Emergent Semantics — Model_256_FLOAT (285M)

This repository provides Model_256_FLOAT (285M) — an ablation model from the paper:

📚 Paper (Emergent Semantics Beyond Token Embeddings: Transformer LMs with Frozen Visual Unicode Representations) -

📚 Paper (Growing Transformers: Modular Composition and Layer-wise Expansion on a Frozen Substrate) -

This checkpoint isolates the effect of floating-point / normalized frozen embeddings (and the geometry they induce), while still keeping the embeddings non-trainable and non-semantic.

Key idea (what this ablation tests)

This model is a close counterpart to Model_256_BIT, but the embedding vectors are floats rather than binary.

Pipeline (high-level):

Assign each token a random unique code (collision-free “unique ID per token” guaranteed by construction).
Convert the code into a vector representation.
Apply PCA projection to obtain a compact n_embed = 256 representation.
Apply L2 normalization (so each token embedding has unit norm).

Challenges
a - State whether each statement agrees with the Model_256_FLOAT description, answering yes or no and quoting the deciding words: (i) the embeddings of this model are trainable; (ii) the PCA projection yields a representation with n_embed = 256; (iii) the embedding vectors of this model are binary.
b - Write out the Model_256_FLOAT description word for word, from "Emergent Semantics —" to "rather than binary.".
c - Continue the Model_256_FLOAT description from the point at which it stops.
The listing that comes next was drawn from a separate source.

Excerpts of pointing data
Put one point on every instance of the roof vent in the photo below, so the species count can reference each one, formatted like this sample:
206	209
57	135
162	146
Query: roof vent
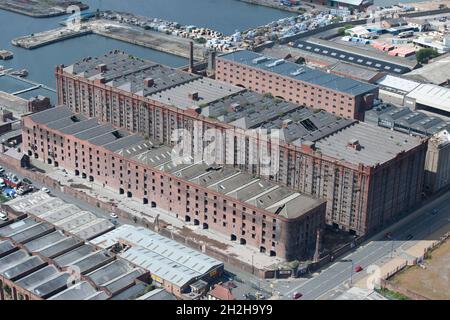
193	95
354	143
102	67
286	123
149	82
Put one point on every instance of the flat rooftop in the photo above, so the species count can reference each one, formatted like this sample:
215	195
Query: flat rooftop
163	257
126	72
300	72
369	138
196	93
55	211
405	120
349	54
251	110
302	123
433	96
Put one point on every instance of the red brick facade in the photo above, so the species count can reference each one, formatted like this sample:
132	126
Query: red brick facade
295	91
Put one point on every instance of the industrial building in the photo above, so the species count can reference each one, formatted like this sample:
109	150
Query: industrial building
415	95
299	84
365	58
171	264
118	264
403	119
35	265
258	213
436	72
300	167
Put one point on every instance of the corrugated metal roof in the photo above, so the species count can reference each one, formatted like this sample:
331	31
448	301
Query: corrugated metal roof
299	72
162	256
432	95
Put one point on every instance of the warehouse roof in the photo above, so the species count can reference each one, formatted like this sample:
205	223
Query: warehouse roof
162	256
68	217
405	120
129	73
432	96
300	72
79	291
195	93
397	83
249	110
360	144
344	53
436	72
23	267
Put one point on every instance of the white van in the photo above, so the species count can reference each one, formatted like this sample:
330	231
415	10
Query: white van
3	216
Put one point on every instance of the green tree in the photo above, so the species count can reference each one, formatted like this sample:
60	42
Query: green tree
342	31
423	55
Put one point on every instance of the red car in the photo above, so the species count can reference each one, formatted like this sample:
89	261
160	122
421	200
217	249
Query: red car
358	268
297	295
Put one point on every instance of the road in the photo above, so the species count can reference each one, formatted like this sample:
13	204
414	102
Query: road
419	224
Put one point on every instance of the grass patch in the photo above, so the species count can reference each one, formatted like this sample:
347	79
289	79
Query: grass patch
3	198
393	295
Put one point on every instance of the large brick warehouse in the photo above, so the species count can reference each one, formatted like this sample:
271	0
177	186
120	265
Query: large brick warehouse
274	219
321	154
297	83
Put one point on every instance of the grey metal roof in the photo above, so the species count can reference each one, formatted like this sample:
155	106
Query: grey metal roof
405	120
249	110
51	114
352	55
17	226
162	256
32	233
123	71
208	90
60	247
42	242
22	268
38	277
52	286
74	255
78	291
300	72
92	261
6	247
370	138
13	259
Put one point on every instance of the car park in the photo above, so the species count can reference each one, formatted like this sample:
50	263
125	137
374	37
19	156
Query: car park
46	190
358	268
3	216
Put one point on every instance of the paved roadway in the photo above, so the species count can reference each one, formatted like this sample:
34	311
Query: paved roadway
419	224
378	249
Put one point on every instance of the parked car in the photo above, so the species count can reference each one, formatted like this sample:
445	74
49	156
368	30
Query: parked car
44	189
297	295
358	268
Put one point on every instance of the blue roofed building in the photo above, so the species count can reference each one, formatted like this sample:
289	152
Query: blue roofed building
297	83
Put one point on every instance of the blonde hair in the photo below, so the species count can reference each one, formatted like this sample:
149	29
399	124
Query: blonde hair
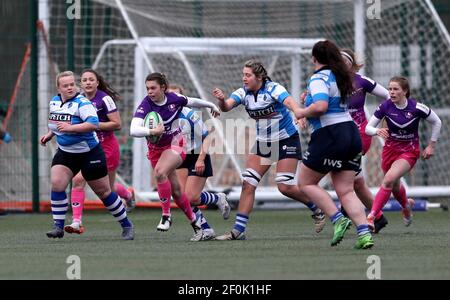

Written responses
a -
(i) No: "while still keeping the embeddings non-trainable and non-semantic."
(ii) Yes: "Apply PCA projection to obtain a compact n_embed = 256 representation."
(iii) No: "the embedding vectors are floats rather than binary."

b -
Emergent Semantics — Model_256_FLOAT (285M)

This repository provides Model_256_FLOAT (285M) — an ablation model from the paper:

📚 Paper (Emergent Semantics Beyond Token Embeddings: Transformer LMs with Frozen Visual Unicode Representations) -

📚 Paper (Growing Transformers: Modular Composition and Layer-wise Expansion on a Frozen Substrate) -

This checkpoint isolates the effect of floating-point / normalized frozen embeddings (and the geometry they induce), while still keeping the embeddings non-trainable and non-semantic.

Key idea (what this ablation tests)

This model is a close counterpart to Model_256_BIT, but the embedding vectors are floats rather than binary.

c -
Freeze the embedding table (requires_grad=False) during training.

So Model_256_FLOAT tests whether improvements/convergence differences come from:

simply having a stable token identifier (random, frozen), or
additionally having a continuous normalized geometry (float values + normalization), even without any semantic or glyph information.

To match the Transformer hidden size, the 256-dim embedding is expanded to 1024 via a non-trainable repetition: repeat_interleave(4) → 256 * 4 = 1024.

Important: parameter count difference (vs 335M models)

This checkpoint has ~285M parameters, while models with a standard n_embed=1024 embedding table (e.g. UNI_GLYPH / unfrozen baselines) are ~335M.

The difference is primarily the embedding table size:

Standard embedding params: vocab_size * 1024 = 65536 * 1024 ≈ 67.1M
This model’s embedding params: vocab_size * 256 = 65536 * 256 ≈ 16.8M

The Transformer backbone is the same (layers/heads/d_model), but the total parameter count is lower because the embedding matrix is smaller.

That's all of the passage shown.